## SHORT EXERCISE
Retype the press release on the conviction of two former Jacksonville City Council members from "Katrina Brown’s family" up to and including "Products sought reimbursement.", matching the original wording.

Department of Justice
U.S. Attorney’s Office
Middle District of Florida

FOR IMMEDIATE RELEASE
Wednesday, October 2, 2019

Two Former Jacksonville City Council Members Convicted Of Fraud And Money Laundering

Jacksonville, Florida – A federal jury today found Katrina Brown (39, Jacksonville) and Reginald Brown (57, Jacksonville) guilty of conspiracy to commit mail and wire fraud, aiding and abetting mail and wire fraud, and aiding and abetting money laundering. The jury also found Katrina Brown guilty of attempted bank fraud and making false statements to a federally insured financial institution, and Reginald Brown guilty of failure to file an income tax return with the Internal Revenue Service for tax year 2014. Each bank fraud or false statement offense carries a maximum penalty of 30 years in federal prison. Each conspiracy and aiding and abetting mail and wire fraud charge carries a maximum penalty of 20 years’ imprisonment. The money laundering offense carries a maximum sentence of 10 years in federal prison, and the income tax charge carries a penalty of up to a year in prison.

Sentencings are scheduled for January 27, 2020. At sentencing, the United States intends to seek forfeiture from the defendants of at least $754,613.10, which is alleged to be traceable to the offenses.

According to the evidence presented at trial, in late 2013, Katrina Brown was the principal for two businesses (Basic Products, LLC and CoWealth, LLC), which in 2011 obtained a loan in the amount of $2,652,000 from the Small Business Administration (SBA), and a loan of $380,000, and a grant of approximately $260,000 from the City of Jacksonville (COJ), to fund a small business that specialized in the manufacturing, bottling, and selling of barbecue sauce. As a member of the Jacksonville City Council, Reginald Brown was knowledgeable of City Ordinance 2011-290-E, which authorized the COJ loan and grant – proceeds of which he and Katrina Brown would later obtain by fraud.

Katrina Brown’s family had been in the barbecue business in Jacksonville for many years. The $3.2 million in financing was intended to fund an expansion of Basic Products and help create permanent manufacturing jobs in Northwest Jacksonville. Each time Katrina Brown sought money for Basic Products from BizCapital, the SBA-approved lender, she submitted a Loan Reimbursement Form that included the purported business expenses for which Basic Products sought reimbursement.

In late 2013, when the barbecue business was not meeting financial projections, Katrina Brown assisted Jacksonville City Councilman Reginald Brown in incorporating two businesses (A Plus Training and Consultants, LLC and RB Packaging, LLC) with the Florida Division of Corporations. A Plus Training and RB Packaging, however, never performed any legitimate business. Instead of properly notifying BizCapital that Basic Products was in financial distress, Katrina Brown worked with Reginald Brown to submit fake invoices from A Plus Training and RB Packaging to the SBA lender, BizCapital, claiming that the businesses performed work for Basic Products, when they businesses did not.

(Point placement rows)
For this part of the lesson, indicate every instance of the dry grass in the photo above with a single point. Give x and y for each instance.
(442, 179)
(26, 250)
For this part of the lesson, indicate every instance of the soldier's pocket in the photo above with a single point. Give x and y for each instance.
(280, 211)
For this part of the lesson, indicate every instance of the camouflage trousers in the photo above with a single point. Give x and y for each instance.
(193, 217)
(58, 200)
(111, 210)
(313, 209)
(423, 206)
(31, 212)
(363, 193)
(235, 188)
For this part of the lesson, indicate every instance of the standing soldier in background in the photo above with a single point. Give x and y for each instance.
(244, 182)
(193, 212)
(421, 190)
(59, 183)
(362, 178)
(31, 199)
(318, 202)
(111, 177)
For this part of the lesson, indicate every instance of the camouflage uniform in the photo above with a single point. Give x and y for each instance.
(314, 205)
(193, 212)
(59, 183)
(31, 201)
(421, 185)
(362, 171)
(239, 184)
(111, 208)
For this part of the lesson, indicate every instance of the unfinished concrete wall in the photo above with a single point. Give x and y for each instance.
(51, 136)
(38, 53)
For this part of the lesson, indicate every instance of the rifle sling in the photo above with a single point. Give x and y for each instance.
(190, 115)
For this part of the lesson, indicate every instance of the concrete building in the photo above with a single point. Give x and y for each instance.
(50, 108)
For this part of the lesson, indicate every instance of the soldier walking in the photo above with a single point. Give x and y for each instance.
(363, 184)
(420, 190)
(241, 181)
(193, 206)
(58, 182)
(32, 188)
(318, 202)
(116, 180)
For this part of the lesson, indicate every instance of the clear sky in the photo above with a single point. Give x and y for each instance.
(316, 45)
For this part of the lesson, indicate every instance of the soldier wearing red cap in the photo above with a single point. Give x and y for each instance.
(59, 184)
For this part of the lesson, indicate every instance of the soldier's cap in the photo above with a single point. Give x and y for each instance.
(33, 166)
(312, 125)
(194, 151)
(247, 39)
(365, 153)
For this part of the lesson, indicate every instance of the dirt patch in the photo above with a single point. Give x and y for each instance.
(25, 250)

## EXPECTED ANSWER
Katrina Brown’s family had been in the barbecue business in Jacksonville for many years. The $3.2 million in financing was intended to fund an expansion of Basic Products and help create permanent manufacturing jobs in Northwest Jacksonville. Each time Katrina Brown sought money for Basic Products from BizCapital, the SBA-approved lender, she submitted a Loan Reimbursement Form that included the purported business expenses for which Basic Products sought reimbursement.